Begin Supplied data

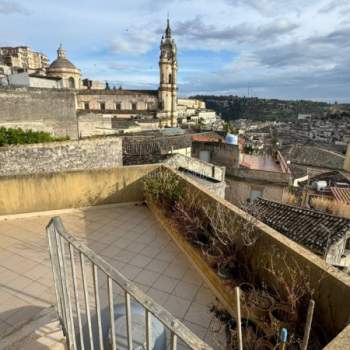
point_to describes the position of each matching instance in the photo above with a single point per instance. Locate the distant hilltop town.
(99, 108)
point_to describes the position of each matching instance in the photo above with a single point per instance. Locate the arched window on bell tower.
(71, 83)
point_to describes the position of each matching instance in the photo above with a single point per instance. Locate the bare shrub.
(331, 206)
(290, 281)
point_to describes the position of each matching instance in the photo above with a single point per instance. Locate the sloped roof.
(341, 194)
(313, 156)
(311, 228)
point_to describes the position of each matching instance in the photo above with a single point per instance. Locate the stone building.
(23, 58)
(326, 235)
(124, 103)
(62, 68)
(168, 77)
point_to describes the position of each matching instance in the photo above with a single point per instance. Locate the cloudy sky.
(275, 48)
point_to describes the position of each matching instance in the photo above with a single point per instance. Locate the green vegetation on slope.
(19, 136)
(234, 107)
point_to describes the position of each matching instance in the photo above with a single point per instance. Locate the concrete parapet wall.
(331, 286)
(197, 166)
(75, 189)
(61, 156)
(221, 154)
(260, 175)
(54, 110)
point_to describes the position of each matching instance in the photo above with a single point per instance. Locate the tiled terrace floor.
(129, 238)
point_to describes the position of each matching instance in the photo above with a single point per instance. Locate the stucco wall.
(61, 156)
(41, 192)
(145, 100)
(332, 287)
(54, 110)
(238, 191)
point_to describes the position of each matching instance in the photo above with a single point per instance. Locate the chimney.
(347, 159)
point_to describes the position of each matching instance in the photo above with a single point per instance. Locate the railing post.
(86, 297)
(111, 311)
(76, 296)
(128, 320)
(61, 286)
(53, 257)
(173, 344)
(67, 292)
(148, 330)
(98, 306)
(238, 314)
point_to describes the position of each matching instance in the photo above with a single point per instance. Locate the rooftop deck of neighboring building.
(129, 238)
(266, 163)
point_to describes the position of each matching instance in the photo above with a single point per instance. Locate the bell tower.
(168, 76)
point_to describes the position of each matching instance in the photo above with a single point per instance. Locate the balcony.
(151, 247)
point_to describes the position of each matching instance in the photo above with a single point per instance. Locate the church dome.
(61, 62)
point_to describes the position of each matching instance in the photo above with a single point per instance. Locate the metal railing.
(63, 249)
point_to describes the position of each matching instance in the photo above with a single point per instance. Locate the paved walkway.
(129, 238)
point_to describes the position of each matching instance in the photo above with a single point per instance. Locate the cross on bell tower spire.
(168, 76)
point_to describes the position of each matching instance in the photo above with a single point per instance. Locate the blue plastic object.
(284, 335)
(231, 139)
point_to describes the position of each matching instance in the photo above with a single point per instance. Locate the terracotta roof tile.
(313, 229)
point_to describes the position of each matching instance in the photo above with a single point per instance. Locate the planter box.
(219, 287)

End Supplied data
Begin Supplied data

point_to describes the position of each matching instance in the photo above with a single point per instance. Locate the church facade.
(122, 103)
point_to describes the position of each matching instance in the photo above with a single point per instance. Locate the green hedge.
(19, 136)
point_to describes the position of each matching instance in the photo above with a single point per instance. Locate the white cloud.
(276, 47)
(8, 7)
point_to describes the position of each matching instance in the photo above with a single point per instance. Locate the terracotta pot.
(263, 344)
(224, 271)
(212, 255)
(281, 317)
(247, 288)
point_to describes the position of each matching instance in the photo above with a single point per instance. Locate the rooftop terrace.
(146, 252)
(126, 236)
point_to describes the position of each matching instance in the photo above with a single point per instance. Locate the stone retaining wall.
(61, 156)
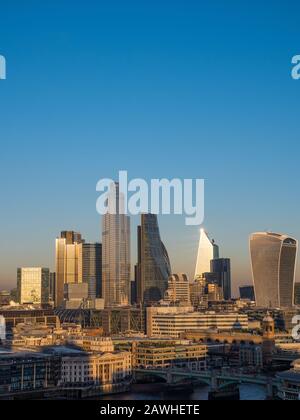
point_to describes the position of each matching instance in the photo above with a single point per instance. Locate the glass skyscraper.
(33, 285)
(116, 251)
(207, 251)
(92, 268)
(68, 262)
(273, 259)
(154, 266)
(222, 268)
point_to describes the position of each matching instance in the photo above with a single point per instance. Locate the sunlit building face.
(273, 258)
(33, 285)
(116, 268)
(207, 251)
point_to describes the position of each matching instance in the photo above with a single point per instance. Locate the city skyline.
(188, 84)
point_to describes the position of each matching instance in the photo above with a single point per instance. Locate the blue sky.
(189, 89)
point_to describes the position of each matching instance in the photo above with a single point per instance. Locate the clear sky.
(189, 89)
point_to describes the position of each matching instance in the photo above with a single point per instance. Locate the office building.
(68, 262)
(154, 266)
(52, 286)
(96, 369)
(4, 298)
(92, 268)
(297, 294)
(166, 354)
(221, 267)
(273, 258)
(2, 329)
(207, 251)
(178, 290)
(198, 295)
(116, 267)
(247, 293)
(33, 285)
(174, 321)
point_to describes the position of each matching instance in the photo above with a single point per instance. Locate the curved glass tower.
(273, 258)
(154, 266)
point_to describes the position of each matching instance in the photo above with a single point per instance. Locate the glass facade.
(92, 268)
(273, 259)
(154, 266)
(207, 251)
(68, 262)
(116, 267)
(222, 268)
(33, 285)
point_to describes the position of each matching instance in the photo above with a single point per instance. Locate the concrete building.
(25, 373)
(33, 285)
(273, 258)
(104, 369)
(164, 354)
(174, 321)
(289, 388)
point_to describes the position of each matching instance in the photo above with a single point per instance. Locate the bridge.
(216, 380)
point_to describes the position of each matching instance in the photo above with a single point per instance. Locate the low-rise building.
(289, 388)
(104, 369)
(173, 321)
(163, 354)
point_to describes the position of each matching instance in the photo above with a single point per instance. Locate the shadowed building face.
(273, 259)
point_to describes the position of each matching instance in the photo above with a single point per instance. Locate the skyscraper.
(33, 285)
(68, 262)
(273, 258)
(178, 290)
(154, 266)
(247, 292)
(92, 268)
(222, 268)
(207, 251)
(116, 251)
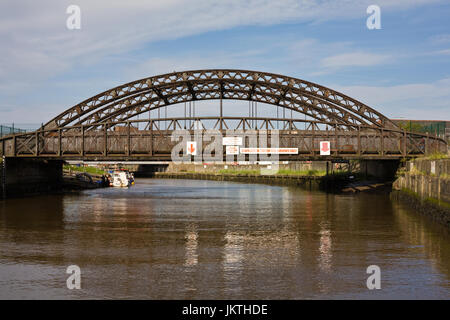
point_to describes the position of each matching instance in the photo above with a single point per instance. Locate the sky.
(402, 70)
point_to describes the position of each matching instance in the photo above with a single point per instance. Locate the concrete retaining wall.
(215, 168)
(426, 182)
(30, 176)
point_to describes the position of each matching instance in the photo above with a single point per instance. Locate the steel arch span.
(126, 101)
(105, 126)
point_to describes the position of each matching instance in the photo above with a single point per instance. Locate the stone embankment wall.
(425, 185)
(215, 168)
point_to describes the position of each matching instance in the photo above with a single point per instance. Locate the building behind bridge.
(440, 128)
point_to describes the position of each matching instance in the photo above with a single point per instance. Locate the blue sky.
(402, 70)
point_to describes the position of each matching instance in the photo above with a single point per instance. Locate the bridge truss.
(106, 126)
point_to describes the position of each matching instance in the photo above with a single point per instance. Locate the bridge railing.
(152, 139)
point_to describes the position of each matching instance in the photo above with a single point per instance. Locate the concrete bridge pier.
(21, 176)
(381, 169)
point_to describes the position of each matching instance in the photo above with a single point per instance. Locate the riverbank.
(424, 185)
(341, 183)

End Supplied data
Begin Supplied data

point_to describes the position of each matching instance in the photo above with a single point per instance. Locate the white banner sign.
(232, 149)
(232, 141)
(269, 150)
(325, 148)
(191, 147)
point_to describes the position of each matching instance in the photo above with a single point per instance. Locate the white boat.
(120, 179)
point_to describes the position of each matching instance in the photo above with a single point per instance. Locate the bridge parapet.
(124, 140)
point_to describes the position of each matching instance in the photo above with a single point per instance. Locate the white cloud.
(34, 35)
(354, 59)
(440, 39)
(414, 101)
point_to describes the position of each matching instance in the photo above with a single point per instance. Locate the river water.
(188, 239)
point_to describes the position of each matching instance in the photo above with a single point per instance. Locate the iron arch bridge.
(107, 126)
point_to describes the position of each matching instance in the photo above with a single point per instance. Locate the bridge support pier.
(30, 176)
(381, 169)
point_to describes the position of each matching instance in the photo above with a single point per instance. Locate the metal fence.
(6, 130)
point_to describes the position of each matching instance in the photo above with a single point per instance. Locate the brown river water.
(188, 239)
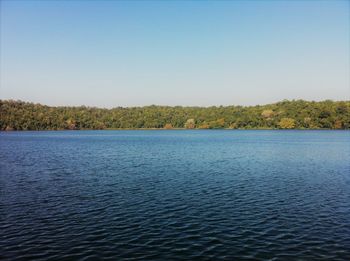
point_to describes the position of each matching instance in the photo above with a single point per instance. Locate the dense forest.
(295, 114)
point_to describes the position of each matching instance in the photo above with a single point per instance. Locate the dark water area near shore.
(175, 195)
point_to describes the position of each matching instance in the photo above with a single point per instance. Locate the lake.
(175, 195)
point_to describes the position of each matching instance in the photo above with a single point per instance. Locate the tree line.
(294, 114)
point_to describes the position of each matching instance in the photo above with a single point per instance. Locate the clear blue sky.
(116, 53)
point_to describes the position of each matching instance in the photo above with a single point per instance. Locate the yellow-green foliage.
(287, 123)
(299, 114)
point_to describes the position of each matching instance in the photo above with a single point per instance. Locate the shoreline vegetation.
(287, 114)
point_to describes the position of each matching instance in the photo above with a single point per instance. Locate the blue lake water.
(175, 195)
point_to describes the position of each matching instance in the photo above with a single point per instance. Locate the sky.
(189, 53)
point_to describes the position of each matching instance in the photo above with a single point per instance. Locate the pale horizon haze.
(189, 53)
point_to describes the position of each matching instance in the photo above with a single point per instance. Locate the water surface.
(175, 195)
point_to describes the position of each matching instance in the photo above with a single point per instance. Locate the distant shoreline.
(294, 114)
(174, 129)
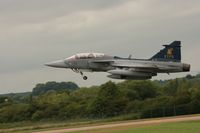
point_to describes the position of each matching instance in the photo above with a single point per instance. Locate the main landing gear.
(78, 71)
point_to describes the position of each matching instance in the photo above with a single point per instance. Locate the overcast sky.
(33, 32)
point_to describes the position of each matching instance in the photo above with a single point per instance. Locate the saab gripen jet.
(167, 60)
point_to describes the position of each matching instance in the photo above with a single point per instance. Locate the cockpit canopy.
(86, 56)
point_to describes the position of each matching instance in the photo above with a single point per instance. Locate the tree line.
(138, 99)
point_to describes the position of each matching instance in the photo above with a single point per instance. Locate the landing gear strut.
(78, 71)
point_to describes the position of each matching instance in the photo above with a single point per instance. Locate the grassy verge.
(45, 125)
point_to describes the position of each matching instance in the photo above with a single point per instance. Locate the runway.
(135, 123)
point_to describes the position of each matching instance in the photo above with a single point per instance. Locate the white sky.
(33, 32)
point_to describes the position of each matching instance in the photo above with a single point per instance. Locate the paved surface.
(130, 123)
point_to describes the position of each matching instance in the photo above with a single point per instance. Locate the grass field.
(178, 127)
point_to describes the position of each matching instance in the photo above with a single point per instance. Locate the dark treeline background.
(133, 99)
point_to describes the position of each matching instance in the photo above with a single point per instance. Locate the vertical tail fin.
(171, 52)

End Supplied data

Task prompt: Collect every line of the data above that contains the string "bell". Case counts.

Task solution:
point_to describes the position of each matching instance in the photo above with a single point per instance. Locate the arched window on bell tower.
point_to describes the position of each matching instance in the photo above with a single point per instance. Locate the bell tower.
point_to describes the position of each matching instance in the photo above with a single point per instance. Locate the cross on bell tower spire.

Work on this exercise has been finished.